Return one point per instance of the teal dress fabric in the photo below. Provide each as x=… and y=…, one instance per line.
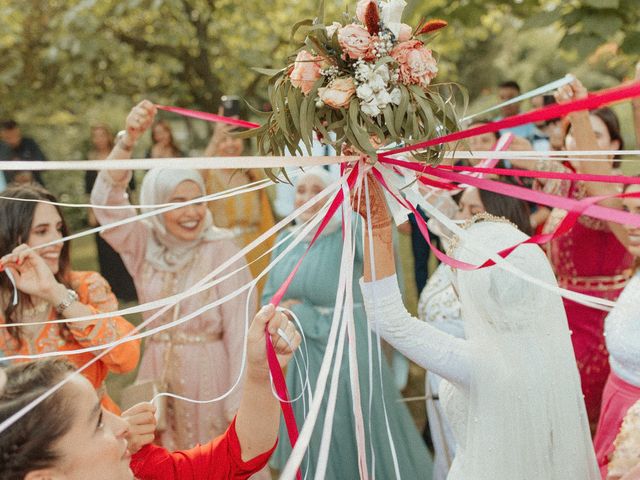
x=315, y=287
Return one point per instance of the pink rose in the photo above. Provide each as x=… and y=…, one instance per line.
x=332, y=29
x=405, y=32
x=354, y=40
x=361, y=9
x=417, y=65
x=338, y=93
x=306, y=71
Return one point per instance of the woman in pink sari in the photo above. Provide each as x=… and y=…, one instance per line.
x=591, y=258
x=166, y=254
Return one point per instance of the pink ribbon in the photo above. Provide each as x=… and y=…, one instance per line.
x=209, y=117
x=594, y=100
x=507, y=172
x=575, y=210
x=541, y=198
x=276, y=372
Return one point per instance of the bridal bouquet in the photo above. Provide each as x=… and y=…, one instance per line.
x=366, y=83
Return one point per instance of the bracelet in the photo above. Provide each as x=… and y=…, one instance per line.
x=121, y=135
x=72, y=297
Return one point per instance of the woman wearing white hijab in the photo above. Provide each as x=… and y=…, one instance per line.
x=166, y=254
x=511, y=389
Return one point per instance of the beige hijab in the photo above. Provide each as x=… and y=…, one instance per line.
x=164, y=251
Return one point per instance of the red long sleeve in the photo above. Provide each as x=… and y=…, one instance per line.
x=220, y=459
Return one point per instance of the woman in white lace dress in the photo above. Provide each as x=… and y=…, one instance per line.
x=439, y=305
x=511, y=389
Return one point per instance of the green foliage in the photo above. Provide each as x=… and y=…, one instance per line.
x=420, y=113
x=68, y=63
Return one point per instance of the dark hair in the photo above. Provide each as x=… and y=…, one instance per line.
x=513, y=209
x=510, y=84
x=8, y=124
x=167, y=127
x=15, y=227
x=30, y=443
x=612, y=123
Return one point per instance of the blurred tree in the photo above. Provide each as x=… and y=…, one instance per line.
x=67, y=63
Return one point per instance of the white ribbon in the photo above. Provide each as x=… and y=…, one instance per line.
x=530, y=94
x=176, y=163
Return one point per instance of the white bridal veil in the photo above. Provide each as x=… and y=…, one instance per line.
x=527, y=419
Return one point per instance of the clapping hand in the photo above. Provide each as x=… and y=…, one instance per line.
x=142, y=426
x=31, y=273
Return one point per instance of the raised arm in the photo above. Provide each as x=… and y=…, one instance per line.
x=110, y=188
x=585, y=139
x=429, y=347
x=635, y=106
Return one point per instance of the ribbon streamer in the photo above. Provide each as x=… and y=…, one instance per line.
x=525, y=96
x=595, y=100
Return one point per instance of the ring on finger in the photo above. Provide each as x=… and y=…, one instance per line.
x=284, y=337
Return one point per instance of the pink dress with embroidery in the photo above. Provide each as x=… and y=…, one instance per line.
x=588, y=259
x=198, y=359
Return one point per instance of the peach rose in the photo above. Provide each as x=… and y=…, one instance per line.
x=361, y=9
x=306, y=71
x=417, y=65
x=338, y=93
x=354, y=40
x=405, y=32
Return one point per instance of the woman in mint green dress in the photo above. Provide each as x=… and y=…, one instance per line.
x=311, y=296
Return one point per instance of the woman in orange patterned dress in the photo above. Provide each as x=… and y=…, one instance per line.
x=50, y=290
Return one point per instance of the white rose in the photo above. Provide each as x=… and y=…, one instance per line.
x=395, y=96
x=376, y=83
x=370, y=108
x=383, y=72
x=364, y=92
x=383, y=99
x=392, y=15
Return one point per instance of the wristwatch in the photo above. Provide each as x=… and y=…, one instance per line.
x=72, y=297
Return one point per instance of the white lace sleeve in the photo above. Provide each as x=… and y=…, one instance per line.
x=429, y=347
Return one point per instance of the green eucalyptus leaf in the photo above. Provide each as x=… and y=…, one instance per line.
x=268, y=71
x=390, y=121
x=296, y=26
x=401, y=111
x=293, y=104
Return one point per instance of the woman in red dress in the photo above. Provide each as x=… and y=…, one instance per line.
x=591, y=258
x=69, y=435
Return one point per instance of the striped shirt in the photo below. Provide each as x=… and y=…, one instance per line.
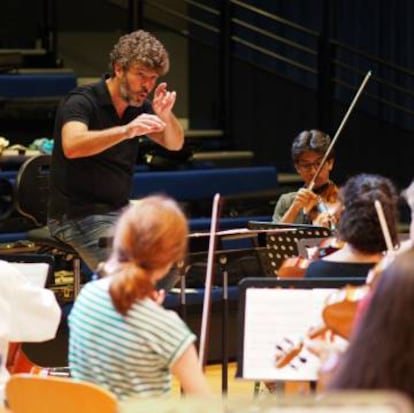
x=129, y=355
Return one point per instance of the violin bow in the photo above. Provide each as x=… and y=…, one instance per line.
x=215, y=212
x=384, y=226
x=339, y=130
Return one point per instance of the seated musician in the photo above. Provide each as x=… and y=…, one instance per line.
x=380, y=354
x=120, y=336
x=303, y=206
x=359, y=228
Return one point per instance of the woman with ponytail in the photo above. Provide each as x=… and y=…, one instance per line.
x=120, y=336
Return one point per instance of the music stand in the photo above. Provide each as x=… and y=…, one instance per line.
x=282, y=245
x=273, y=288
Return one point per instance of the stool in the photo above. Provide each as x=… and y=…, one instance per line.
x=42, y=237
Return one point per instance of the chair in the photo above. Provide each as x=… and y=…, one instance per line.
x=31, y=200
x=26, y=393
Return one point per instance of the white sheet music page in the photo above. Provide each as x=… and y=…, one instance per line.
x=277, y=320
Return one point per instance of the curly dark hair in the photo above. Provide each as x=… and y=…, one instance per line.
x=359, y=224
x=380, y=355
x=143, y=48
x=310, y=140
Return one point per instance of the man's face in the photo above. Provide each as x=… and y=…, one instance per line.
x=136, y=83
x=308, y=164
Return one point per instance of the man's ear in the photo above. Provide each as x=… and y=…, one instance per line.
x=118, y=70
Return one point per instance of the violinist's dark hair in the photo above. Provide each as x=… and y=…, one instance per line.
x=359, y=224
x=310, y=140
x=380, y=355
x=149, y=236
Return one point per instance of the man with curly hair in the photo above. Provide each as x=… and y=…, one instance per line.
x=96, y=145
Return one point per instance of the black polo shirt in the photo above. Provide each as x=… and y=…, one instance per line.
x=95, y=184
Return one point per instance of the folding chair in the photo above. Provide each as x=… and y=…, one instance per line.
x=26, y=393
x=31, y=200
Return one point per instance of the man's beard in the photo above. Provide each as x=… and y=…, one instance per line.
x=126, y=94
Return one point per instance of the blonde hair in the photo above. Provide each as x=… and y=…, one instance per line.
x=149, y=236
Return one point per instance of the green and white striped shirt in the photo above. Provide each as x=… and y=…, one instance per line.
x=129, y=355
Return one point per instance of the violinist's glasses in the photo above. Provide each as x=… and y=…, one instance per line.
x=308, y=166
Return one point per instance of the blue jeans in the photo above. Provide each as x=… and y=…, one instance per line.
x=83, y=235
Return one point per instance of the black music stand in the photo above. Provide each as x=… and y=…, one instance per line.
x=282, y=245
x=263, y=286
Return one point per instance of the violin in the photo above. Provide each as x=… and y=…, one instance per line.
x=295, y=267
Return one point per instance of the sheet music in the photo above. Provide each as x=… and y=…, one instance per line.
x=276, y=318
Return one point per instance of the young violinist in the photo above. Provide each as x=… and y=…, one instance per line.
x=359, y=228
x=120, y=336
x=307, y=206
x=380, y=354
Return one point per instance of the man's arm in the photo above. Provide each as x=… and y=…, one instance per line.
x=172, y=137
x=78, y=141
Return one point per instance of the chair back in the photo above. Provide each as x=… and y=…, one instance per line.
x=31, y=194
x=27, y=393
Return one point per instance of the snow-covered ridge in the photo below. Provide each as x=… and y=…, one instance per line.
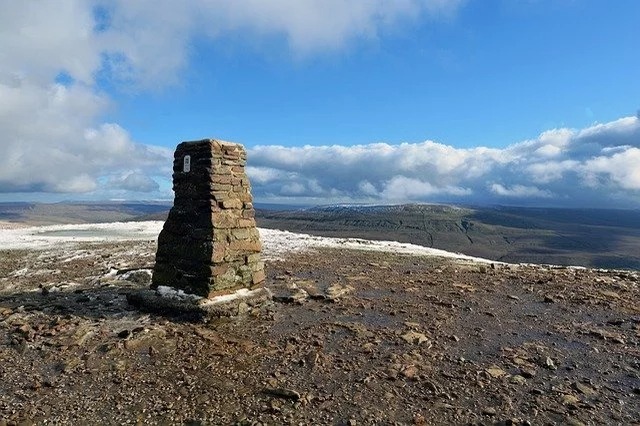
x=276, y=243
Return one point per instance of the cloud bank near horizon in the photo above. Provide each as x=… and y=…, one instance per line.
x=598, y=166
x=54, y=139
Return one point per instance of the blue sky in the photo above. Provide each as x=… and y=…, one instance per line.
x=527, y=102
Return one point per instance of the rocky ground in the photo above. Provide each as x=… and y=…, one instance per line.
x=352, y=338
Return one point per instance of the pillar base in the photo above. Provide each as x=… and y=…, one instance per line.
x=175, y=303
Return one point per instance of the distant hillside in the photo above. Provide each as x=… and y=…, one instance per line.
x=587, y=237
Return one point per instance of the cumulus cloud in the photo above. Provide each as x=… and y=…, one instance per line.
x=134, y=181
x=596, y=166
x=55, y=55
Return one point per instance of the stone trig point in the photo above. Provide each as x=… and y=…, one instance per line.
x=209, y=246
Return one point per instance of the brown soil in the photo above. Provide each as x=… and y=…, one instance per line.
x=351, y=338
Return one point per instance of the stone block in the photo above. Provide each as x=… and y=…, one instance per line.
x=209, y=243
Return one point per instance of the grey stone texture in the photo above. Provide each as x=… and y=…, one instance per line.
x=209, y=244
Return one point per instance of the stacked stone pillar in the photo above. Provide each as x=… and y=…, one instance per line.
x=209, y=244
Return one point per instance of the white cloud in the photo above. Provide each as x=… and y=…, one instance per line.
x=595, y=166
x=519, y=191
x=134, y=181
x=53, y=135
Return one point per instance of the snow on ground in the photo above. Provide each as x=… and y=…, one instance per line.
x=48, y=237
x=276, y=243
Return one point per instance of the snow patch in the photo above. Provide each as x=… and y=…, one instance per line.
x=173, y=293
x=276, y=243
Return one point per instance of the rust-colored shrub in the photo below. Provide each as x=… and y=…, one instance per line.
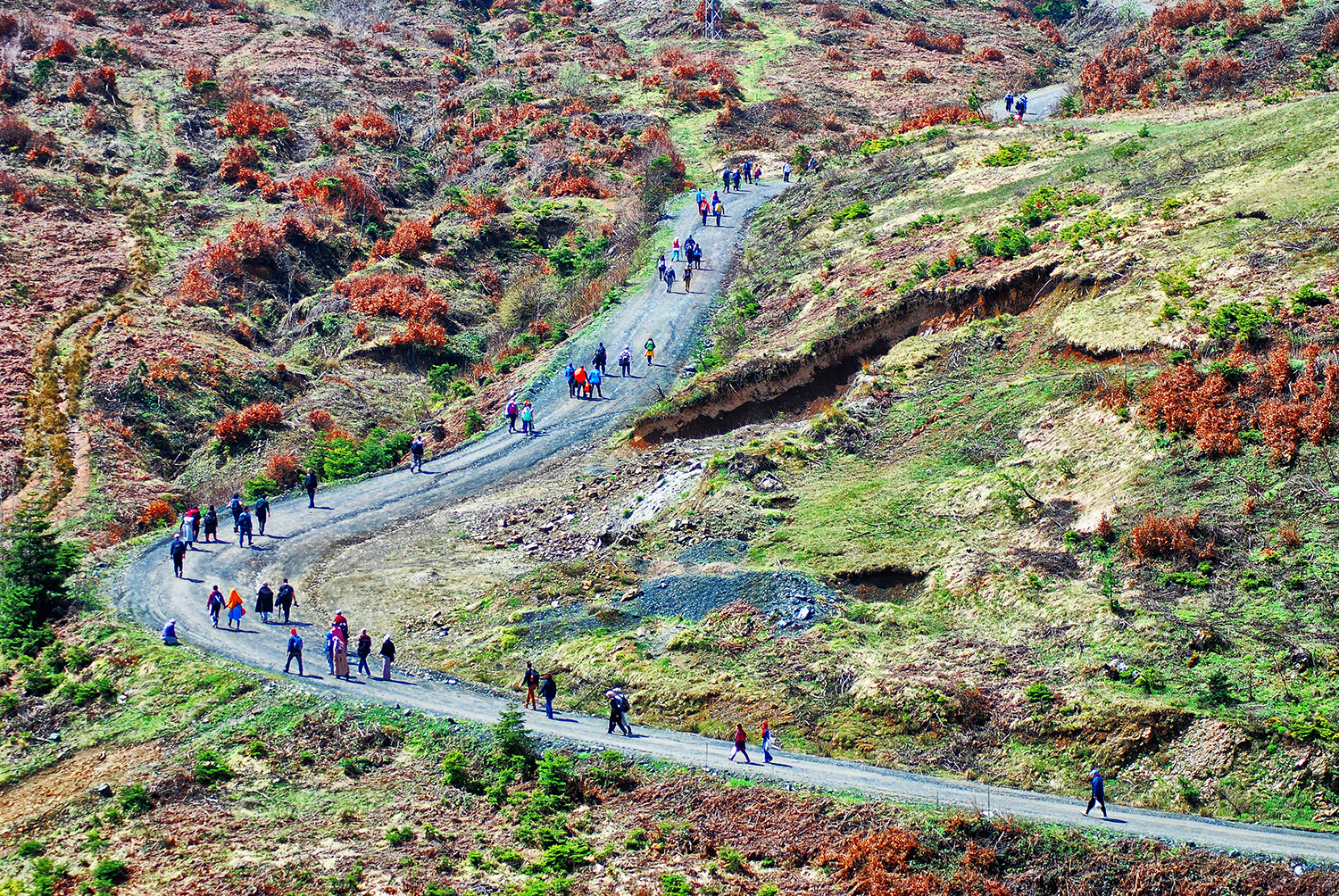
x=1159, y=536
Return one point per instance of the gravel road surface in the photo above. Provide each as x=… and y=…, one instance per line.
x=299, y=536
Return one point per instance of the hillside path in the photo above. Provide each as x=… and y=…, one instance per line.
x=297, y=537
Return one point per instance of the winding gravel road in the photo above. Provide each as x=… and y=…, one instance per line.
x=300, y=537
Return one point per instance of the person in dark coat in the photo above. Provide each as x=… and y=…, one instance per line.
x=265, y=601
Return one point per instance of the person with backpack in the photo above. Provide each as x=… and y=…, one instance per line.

■ Work instructions ■
Please reproduce the records starting at the line that contains "Return one point per instance of the beige" and ending at the line that contains "x=220, y=459", with nothing before or after them. Keep the requests as they are, and scale every x and y coordinate in the answers by 0.5, rounding to whole numbers with halves rounded up.

■ The output ■
Return one point per instance of the beige hijab in the photo above. Provide each as x=… and y=…, one instance per line.
x=82, y=126
Return one point per instance of the red long sleeve in the photo above. Provide each as x=… and y=…, one instance per line.
x=110, y=230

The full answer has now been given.